TEXTE DU DOCUMENT:
↓↓↓

Les humains ne sont pas humains parce qu’ils procréent ou parce qu’ils mangent, par cela ils sont animaux. Ce n’est pas dans la nécessité de sa survie que l’humanité se distingue : en cela elle est une espèce animale comme les autres. Le projet révolutionnaire est une proposition de dépassement de ces besoins, de l’obligation et du devoir. Il s’y agit d’organiser la société humaine, non plus en fonction de ces contraintes animales, mais au contraire, en fonction de ce qui l’en libère, de ce qui distingue l’espèce humaine, jouer, parler, jouer. 

La domination des besoins, dans la société moderne, est devenue une tyrannie. Je ne parlerai même pas ici du besoin de marchandise, dont tous mes contemporains savent que ce n’est pas vraiment un besoin, mais agissent comme s’ils l’ignoraient. Mais la contrainte, inhérente aux besoins animaux, est devenue la charpente de notre communauté, étouffant jusqu’à l’imagination d’un monde sans police ; la peur de la précarité augmente dans la même proportion où celle-ci semble reculer ; la communication diminue en proportion du nombre de communicants, comme s’il s’agissait d’un gâteau qu’il faille partager en davantage de parts. Le besoin, attaqué pas à pas, recule pas à pas, dans l’infini. Plus le besoin est poursuivi ainsi, plus il grandit. Mais plus les hommes le poursuivent ainsi, plus ils rapetissent, à l’image de leurs chefs, devenus aujourd’hui des valets fourbes et myopes. Etroitesse, indignité, humiliation et falsification sont les gages outrageants d’un monde qui sera toujours dans le besoin, où l’espèce humaine progresse comme dans du sable mouvant.

↑↑↑

JEU DE DONNÉES:
↓↓↓

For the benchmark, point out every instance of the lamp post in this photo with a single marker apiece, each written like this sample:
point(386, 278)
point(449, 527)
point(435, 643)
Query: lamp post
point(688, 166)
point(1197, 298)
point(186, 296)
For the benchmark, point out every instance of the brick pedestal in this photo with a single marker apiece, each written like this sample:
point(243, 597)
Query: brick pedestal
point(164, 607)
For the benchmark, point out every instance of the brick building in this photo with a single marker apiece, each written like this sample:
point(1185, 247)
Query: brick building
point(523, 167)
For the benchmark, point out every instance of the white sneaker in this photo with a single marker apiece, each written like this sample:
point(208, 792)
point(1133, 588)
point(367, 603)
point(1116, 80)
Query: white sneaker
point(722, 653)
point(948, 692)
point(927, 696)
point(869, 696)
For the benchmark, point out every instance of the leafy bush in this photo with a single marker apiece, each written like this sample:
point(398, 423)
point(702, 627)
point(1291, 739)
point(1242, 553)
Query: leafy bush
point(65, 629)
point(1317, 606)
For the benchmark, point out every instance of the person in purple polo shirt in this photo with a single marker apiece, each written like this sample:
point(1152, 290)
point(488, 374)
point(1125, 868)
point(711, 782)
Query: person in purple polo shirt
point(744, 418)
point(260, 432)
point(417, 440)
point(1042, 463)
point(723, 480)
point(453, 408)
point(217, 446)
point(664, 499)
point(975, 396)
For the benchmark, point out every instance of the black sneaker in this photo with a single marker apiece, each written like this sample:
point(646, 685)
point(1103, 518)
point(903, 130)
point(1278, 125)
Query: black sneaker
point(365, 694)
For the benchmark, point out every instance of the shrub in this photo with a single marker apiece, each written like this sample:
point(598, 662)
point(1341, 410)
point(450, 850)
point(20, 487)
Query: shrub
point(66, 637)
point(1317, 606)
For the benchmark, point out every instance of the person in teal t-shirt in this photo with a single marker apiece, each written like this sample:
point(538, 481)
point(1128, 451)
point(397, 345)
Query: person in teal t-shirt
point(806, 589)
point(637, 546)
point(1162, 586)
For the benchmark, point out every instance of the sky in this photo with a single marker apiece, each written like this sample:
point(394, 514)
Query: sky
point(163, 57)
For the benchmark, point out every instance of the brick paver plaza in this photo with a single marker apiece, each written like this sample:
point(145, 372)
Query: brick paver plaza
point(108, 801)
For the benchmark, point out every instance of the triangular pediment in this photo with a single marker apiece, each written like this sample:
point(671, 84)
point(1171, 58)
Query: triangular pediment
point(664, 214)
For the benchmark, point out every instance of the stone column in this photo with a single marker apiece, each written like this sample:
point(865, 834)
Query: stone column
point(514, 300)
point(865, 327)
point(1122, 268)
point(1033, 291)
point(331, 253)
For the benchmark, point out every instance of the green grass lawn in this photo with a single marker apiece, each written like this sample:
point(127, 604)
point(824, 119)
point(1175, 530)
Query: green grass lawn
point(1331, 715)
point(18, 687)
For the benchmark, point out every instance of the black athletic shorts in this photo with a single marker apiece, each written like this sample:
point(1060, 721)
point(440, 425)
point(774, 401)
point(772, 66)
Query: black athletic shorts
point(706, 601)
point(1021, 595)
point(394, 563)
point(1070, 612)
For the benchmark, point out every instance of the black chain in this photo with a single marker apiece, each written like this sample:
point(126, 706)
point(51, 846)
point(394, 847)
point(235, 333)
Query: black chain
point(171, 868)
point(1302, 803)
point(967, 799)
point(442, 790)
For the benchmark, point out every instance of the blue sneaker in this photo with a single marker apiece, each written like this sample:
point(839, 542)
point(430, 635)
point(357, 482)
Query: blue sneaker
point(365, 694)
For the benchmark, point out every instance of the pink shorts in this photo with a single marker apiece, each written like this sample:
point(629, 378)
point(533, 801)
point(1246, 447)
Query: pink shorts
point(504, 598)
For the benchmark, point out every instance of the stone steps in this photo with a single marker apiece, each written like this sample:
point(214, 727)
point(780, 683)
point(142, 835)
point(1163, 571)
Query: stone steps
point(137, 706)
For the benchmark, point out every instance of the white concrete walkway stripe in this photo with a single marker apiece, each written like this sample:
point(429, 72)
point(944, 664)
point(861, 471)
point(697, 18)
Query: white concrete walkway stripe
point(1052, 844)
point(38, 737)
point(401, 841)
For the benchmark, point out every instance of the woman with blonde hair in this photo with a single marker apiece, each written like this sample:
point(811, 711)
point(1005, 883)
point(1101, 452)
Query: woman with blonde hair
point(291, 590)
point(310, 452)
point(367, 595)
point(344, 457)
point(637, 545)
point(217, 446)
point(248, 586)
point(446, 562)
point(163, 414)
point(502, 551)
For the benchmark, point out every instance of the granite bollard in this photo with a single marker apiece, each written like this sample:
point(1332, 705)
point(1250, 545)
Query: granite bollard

↑↑↑

TRAVAIL DEMANDÉ: Dans le texte du document, à quoi la communication qui diminue est-elle comparée ?

RÉPONSE ATTENDUE: À un gâteau qu'il faudrait partager en davantage de parts.